→ **Task**:
Copy the records below word for word, leaving out the pictures.

→ **Rows**:
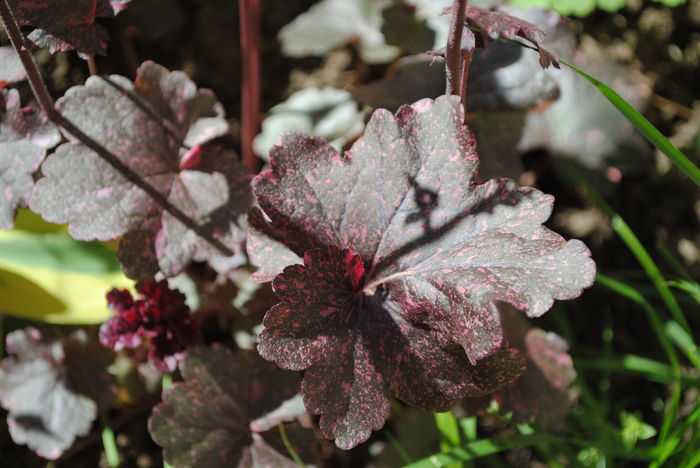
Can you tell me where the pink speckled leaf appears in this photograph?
[258,247,522,449]
[0,328,114,460]
[0,89,61,229]
[10,0,131,55]
[248,97,595,448]
[464,305,576,427]
[149,344,304,468]
[30,62,250,279]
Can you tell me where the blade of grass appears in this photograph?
[560,60,700,185]
[656,242,693,281]
[100,411,121,468]
[277,421,306,468]
[596,274,682,466]
[433,411,463,468]
[665,322,700,369]
[384,429,413,465]
[565,163,693,336]
[576,354,700,386]
[406,432,653,468]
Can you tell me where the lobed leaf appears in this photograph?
[464,305,576,427]
[10,0,131,55]
[31,62,250,279]
[149,344,304,468]
[248,97,595,448]
[0,328,113,460]
[0,89,60,229]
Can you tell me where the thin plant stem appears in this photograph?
[445,0,467,96]
[0,0,233,256]
[459,50,474,119]
[238,0,260,174]
[277,421,306,468]
[100,411,121,468]
[160,372,173,468]
[0,0,58,122]
[87,55,99,76]
[57,113,233,256]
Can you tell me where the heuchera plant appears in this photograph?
[100,280,199,372]
[0,0,595,467]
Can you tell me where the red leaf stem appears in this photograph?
[238,0,260,174]
[445,0,467,96]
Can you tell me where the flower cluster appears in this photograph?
[100,280,199,372]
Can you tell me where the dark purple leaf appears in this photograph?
[465,306,576,427]
[0,89,61,229]
[357,10,573,114]
[467,5,559,68]
[10,0,131,55]
[0,47,27,88]
[429,5,559,68]
[149,344,304,468]
[248,97,595,448]
[0,328,113,460]
[31,62,250,279]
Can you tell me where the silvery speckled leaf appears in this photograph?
[149,344,305,468]
[247,96,595,448]
[0,328,114,460]
[30,62,250,279]
[253,88,364,159]
[10,0,131,55]
[464,305,576,427]
[0,89,61,229]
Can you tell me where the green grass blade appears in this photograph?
[434,411,462,468]
[100,412,121,468]
[384,429,413,465]
[668,280,700,304]
[656,242,693,281]
[560,60,700,185]
[596,274,680,454]
[277,421,306,468]
[565,163,693,337]
[406,432,654,468]
[665,322,700,369]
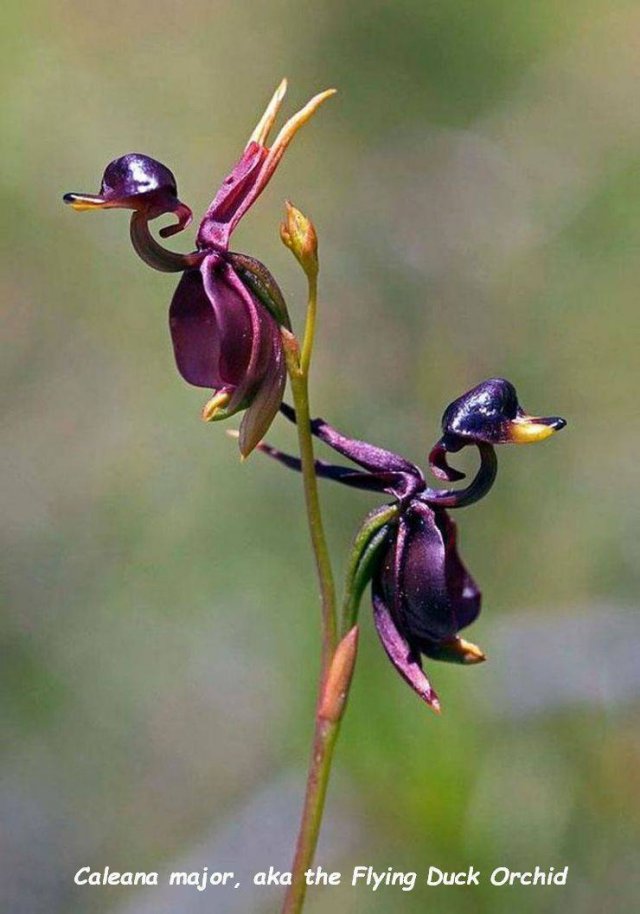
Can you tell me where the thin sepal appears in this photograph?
[341,505,399,632]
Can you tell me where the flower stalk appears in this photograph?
[281,204,350,914]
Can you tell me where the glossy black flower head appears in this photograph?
[429,378,566,481]
[64,152,192,238]
[64,81,333,456]
[255,378,565,711]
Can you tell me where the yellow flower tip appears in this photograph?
[201,391,231,422]
[62,194,113,213]
[280,200,318,275]
[458,638,487,664]
[509,416,567,444]
[268,89,337,161]
[249,79,287,146]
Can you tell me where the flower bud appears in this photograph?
[280,201,318,277]
[318,625,358,723]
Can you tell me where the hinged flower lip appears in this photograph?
[63,152,192,238]
[429,378,567,481]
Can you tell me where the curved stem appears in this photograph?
[419,441,498,508]
[129,210,204,273]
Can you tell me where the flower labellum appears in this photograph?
[64,80,334,456]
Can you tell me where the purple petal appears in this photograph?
[282,404,424,498]
[211,264,286,416]
[239,318,287,457]
[436,510,482,631]
[372,589,440,713]
[198,143,267,250]
[169,255,255,389]
[385,501,458,641]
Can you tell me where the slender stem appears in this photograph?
[287,352,337,675]
[282,717,342,914]
[300,270,318,377]
[282,270,340,914]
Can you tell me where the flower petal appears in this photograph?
[392,502,458,641]
[198,141,267,250]
[281,403,425,498]
[435,509,482,631]
[238,319,287,457]
[372,586,440,713]
[434,378,566,448]
[169,254,255,388]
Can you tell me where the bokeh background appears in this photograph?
[0,0,640,914]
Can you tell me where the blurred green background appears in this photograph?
[0,0,640,914]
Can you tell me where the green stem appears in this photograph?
[282,271,342,914]
[300,270,318,378]
[282,717,342,914]
[287,352,337,675]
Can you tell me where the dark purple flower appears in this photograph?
[429,378,566,481]
[64,81,333,456]
[260,378,566,711]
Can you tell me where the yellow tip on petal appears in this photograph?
[202,391,231,422]
[509,416,566,444]
[63,194,113,213]
[263,89,337,171]
[249,79,287,146]
[458,638,487,663]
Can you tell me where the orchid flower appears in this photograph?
[64,80,334,456]
[260,378,566,711]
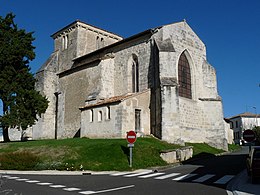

→ **Full response**:
Can you tell me where the pink speckled leaf appears in this photograph?
[258,247,522,449]
[0,328,114,460]
[0,89,61,229]
[10,0,131,55]
[248,97,595,448]
[464,305,576,427]
[149,344,304,468]
[30,62,250,279]
Can you tell me where the blade of grass appears in this photograph?
[560,60,700,185]
[656,242,693,281]
[100,411,121,468]
[277,421,306,468]
[596,274,682,466]
[433,411,463,468]
[665,322,700,369]
[384,429,413,465]
[565,163,693,336]
[576,354,700,386]
[406,432,653,468]
Can you tell me where the lobed leaf appears in this photograph?
[464,305,576,427]
[10,0,131,55]
[31,62,250,279]
[149,344,304,468]
[248,97,595,448]
[0,328,113,460]
[0,89,60,229]
Can you tell me where the thin plant stem appears in this photograph?
[445,0,467,96]
[0,0,233,256]
[459,50,474,119]
[238,0,260,174]
[277,421,306,468]
[100,411,121,468]
[160,372,173,468]
[0,0,58,122]
[87,55,99,76]
[57,113,233,256]
Can you tell me where the heuchera plant appears in this photograph?
[100,280,199,372]
[0,0,595,467]
Can you tell me where the red leaf stem appears in this photograph?
[238,0,260,174]
[445,0,467,96]
Can you tell me where the flower cluster appears in this photograph?
[100,280,199,372]
Can you tell me where the dark purple leaf appears in this photograph?
[465,306,576,427]
[0,89,61,229]
[357,10,573,114]
[467,5,559,68]
[10,0,131,55]
[0,47,27,88]
[429,5,559,68]
[149,344,304,468]
[248,97,595,448]
[0,328,113,460]
[31,62,250,279]
Can you tell me where the silvery speckled leaf appears in this photograph?
[149,344,305,468]
[247,96,595,448]
[0,328,114,460]
[30,62,250,279]
[253,88,364,159]
[10,0,131,55]
[464,305,576,427]
[0,89,61,229]
Can you tell me where the green grass blade appears in this photograph?
[434,411,462,468]
[100,412,121,468]
[384,429,413,465]
[668,280,700,304]
[656,242,693,281]
[560,60,700,185]
[596,274,680,454]
[277,421,306,468]
[565,163,693,337]
[406,432,654,468]
[665,322,700,369]
Can you tell me where the thin sepal appears in this photograph?
[341,505,399,632]
Can you tell me where the flower stalk appears in this photograph?
[281,204,350,914]
Can you tell me where the glossy black flower head appears in this photograph?
[429,378,566,481]
[64,152,192,238]
[64,81,333,456]
[255,378,565,711]
Can you tell me where the yellow flower tip appears in this photograph?
[201,391,231,422]
[62,194,113,213]
[280,200,318,275]
[458,638,487,664]
[509,416,567,444]
[268,89,337,161]
[249,79,287,146]
Can you tell me where the flower bud appears in this photograph?
[280,201,318,277]
[318,625,358,723]
Can you tell me where the hinged flower lip appears in this photograph?
[63,152,192,238]
[429,378,567,481]
Can you tell me where the curved stem appears in this photograph?
[419,441,498,508]
[129,210,204,273]
Can you tell me where the flower labellum appears in this photograph?
[64,80,334,456]
Can you tell me where the purple petal appears in this photograph?
[282,404,424,498]
[211,264,286,416]
[239,318,287,457]
[436,510,482,631]
[372,589,440,713]
[198,143,267,250]
[169,255,255,389]
[385,501,458,641]
Can you tell me where the slender stem appears in this photograph?
[287,352,337,675]
[282,717,342,914]
[300,270,318,377]
[282,270,340,914]
Can you tell me where the flower petal appears in this photograph?
[392,502,458,641]
[198,141,267,250]
[281,403,425,498]
[435,509,482,631]
[238,319,287,457]
[372,586,440,713]
[434,378,566,448]
[169,254,255,388]
Can you tell me where the bokeh background appears in this photograph?
[0,0,640,914]
Can you tell me where the blurred green background appears in this photograph?
[0,0,640,914]
Can you tell me where the green stem appears in this photograph?
[282,271,342,914]
[300,270,318,378]
[282,717,342,914]
[287,352,337,675]
Can you tell me where the dark purple flower appears in this photograph?
[429,378,566,481]
[64,81,333,456]
[260,378,566,711]
Can you tell me where the yellow tip on petal appears in this photograph?
[202,391,231,422]
[509,416,566,444]
[63,194,113,213]
[263,89,337,171]
[249,79,287,146]
[458,638,487,663]
Can you tell me where the orchid flower appears in this photograph?
[64,80,334,456]
[260,378,566,711]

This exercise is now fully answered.